» **Daftar Tugas**
1. Menurut kutipan tentang psikopat, apa yang umumnya justru dinikmati oleh seorang psikopat?
2. Tentukan apakah setiap pernyataan berikut sesuai dengan kutipan tentang psikopat, lalu jawab ya atau tidak disertai kata-kata penentu dari kutipan itu. (a) Manusia normal tentu tidak mungkin membunuh dan memutilasi korban. (b) Seseorang yang tumbuh di lingkungan sosial yang salah tidak mungkin menjadi sosok yang mengerikan. (c) Berita pembunuhan di media seolah-olah menjadi referensi bagi pelaku untuk melakukan modus yang sama.
3. Lanjutkan kutipan tentang psikopat dari kalimat terakhirnya.

Seorang psikopat umumnya justru akan menikmati tindakan kejam yang mereka lakukan, baik sebagai ekspresi balas dendam maupun media penyaluran nafsu jahat yang ada di kepala mereka. Tindak membunuh dan memutilasi korban, bagi manusia normal, tentu tidak mungkin dilakukan. Tetapi, bagi seseorang yang tumbuh di lingkungan sosial yang salah, jangan kaget jika kemudian menjelma menjadi sosok yang mengerikan: menjadi monster yang tak segan menghilangkan nyawa orang lain hanya gara-gara dipicu hal yang sepele.

Media sebagai Penyedia Referensi

Dalam berbagai kasus pembunuhan, yang menarik adalah kasus-kasus itu tampaknya menjadi seperti dunia mode. Artinya, ketika di satu kasus media memberitakan terjadinya tindakan pembunuhan dan mutilasi, lantas di kesempatan berikutnya seolah-olah berita itu menjadi referensi bagi pelaku untuk melakukan modus yang sama dengan menjadi pelaku kejahatan yang sama.

» **Data yang Disediakan**

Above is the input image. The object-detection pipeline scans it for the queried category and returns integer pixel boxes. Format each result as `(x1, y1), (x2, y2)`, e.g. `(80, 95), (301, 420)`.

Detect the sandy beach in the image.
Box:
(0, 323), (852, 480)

» **Hasil Akhir**
1. Tindakan kejam yang mereka lakukan.

2.
(a) Ya: "Tindak membunuh dan memutilasi korban, bagi manusia normal, tentu tidak mungkin dilakukan."
(b) Tidak: "jangan kaget jika kemudian menjelma menjadi sosok yang mengerikan"
(c) Ya: "seolah-olah berita itu menjadi referensi bagi pelaku untuk melakukan modus yang sama"

3.
Pemberitaan media massa tentang tindak kejahatan di satu sisi memang memberikan penjelasan sekaligus pemahaman kepada masyarakat agar lebih hati-hati dalam menjalani kehidupan. Tetapi, di era revolusi informasi seperti sekarang, pemberitaan kasus pembunuhan dan mutilasi di berbagai wilayah jangan-jangan justru menjadi ilham bagi pelaku tindak kejahatan untuk mengembangkan modus yang makin rapi.